* TASK OBJECTIVE: Nothing other than the lines from the one containing "Indicate one point per instance of the white baseboard" through the close of the entries below should be printed, each exactly.

* INFORMATION PROVIDED:
▼▼▼
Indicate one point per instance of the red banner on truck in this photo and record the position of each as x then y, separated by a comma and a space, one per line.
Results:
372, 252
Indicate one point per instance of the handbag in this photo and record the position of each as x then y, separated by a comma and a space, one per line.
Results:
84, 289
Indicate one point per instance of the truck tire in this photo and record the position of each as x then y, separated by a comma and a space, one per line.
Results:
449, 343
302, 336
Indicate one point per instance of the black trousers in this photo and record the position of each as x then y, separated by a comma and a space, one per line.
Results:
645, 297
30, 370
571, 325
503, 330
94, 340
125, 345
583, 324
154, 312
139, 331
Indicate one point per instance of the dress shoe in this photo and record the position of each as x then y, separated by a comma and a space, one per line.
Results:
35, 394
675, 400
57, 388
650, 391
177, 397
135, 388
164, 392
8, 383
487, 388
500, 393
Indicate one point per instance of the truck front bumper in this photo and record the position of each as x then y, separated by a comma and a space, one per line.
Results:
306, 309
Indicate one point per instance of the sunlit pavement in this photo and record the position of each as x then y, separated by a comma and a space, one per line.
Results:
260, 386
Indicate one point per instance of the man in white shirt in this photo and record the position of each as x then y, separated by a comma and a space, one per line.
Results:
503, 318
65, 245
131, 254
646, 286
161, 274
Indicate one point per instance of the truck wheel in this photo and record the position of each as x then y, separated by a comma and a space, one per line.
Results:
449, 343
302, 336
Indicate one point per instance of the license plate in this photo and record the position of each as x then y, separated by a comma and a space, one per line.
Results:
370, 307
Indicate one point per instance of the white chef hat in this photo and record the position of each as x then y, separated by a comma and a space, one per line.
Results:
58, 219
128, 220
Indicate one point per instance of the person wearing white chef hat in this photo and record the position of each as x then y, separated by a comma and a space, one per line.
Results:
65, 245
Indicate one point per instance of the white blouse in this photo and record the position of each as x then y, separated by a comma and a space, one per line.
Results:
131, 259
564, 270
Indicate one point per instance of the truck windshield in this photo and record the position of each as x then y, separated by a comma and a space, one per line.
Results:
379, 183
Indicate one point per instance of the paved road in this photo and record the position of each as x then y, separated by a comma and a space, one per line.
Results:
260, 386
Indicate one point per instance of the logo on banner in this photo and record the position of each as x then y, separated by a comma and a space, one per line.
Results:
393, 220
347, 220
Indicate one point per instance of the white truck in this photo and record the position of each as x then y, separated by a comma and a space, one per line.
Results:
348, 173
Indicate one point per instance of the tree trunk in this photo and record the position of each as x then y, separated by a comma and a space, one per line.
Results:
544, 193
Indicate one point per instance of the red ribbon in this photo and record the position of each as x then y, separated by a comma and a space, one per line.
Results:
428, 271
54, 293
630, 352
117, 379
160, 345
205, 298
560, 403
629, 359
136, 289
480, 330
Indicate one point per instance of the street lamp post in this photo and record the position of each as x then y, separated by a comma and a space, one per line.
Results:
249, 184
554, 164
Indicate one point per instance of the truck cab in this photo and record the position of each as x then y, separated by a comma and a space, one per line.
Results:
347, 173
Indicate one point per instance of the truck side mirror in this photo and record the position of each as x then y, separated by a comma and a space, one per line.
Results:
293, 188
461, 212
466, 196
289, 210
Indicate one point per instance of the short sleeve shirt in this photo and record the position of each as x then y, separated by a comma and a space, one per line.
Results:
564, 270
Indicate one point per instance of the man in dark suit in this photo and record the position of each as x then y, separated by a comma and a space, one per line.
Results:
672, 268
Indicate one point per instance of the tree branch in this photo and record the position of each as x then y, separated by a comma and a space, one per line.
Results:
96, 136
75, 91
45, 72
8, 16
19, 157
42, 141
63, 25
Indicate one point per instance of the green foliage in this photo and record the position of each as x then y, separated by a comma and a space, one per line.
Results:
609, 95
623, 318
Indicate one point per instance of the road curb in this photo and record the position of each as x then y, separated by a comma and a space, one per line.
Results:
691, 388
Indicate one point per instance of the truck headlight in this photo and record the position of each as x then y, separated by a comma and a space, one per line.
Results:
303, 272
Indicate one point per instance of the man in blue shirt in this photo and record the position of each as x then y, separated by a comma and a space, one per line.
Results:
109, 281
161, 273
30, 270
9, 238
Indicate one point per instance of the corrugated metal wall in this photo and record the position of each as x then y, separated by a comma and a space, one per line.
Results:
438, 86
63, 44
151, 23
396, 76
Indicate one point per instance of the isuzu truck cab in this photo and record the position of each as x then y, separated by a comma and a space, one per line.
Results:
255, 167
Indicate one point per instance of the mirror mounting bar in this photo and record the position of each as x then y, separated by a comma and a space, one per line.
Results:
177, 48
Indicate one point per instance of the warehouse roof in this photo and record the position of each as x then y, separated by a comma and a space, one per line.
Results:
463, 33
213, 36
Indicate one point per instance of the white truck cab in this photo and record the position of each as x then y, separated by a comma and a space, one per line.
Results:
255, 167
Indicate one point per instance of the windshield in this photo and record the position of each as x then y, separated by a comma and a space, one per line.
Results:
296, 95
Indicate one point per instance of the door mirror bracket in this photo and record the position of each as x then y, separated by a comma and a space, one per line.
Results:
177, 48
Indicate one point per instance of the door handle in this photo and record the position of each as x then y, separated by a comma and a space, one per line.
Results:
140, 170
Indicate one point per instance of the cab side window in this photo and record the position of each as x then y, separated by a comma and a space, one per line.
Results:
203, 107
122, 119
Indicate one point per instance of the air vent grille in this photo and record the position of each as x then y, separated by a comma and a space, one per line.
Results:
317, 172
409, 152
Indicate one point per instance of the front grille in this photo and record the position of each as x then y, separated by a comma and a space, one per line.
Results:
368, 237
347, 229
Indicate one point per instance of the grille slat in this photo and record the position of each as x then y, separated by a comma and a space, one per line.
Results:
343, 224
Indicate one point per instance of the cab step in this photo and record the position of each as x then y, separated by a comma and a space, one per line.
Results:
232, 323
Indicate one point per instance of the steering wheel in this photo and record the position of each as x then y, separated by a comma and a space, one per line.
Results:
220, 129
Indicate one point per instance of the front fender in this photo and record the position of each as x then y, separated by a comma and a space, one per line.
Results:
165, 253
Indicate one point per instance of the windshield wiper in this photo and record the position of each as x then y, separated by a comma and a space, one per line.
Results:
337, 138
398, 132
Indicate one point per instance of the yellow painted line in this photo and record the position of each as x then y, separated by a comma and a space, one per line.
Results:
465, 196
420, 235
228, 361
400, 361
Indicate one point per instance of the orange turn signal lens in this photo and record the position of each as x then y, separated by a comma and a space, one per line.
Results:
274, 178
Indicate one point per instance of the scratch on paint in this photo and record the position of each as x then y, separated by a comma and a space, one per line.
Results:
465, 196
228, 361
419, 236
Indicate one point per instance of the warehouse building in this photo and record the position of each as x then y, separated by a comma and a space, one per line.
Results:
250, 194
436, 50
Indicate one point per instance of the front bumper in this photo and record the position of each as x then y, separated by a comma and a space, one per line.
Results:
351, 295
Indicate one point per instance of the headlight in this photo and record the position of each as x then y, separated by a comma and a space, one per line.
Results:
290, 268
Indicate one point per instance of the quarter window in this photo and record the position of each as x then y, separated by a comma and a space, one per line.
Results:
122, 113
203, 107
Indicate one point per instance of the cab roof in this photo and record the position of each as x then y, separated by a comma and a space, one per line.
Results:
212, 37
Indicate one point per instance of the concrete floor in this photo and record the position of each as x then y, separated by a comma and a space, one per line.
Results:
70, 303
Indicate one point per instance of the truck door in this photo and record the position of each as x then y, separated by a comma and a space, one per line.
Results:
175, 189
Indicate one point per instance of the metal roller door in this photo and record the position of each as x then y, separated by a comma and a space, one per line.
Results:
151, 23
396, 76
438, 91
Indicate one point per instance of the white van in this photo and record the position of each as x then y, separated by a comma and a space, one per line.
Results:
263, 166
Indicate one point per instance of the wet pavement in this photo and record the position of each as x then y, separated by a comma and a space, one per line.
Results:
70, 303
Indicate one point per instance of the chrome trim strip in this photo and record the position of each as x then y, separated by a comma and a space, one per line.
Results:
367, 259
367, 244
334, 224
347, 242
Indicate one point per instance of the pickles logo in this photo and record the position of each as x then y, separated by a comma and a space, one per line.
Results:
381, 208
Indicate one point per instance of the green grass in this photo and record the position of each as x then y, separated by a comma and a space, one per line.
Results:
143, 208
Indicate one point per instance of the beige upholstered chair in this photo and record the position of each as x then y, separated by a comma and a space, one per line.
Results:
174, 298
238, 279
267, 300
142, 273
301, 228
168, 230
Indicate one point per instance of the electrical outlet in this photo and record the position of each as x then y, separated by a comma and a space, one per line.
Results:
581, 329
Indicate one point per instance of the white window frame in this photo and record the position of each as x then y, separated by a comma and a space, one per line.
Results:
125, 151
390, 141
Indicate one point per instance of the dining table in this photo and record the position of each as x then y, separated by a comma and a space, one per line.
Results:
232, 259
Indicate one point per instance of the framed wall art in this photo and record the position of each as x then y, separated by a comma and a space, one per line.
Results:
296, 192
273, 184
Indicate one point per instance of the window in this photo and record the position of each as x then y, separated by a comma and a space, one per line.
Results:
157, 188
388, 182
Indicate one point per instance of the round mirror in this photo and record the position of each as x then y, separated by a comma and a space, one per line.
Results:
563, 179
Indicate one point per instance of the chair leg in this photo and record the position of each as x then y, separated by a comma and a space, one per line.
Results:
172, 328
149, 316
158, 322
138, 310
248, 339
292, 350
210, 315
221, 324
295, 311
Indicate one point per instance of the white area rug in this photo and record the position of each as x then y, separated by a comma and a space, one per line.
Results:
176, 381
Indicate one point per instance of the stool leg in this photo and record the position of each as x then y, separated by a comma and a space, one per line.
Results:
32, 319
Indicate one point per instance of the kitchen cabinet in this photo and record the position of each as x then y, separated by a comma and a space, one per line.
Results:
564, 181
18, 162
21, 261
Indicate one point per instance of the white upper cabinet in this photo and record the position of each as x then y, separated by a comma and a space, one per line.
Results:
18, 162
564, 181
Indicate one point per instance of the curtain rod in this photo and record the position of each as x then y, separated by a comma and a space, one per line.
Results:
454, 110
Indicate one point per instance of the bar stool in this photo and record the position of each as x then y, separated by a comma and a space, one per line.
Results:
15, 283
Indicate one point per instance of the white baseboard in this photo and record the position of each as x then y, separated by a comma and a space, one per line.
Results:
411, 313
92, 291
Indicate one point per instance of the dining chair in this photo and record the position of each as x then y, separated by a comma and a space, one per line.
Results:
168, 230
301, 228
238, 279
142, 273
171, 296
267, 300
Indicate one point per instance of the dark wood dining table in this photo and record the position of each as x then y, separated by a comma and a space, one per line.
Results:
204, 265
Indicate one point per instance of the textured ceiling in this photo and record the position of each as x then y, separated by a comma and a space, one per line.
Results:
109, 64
▲▲▲
* ANSWER TO THIS EXERCISE:
Indicate one point per instance of the white baseboard in this photo and record the position of each as x then y, separated by a comma and a space, one per line.
Results:
411, 313
92, 291
Indicate one point per instance of the dining chair in this photo and record the position of each as x then y, separated by a comma and a space, one per line.
Results:
168, 230
301, 228
238, 279
142, 273
171, 296
267, 300
Indicate one point per instance of the dark wood dining table in this photo and record the position of each as x then y, separated by a comma and a space, one per line.
Results:
204, 265
Indicate one point per instance of the textured ceiling in this photo and record the position of each as x then y, separated by a comma and a space, one per line.
Results:
109, 64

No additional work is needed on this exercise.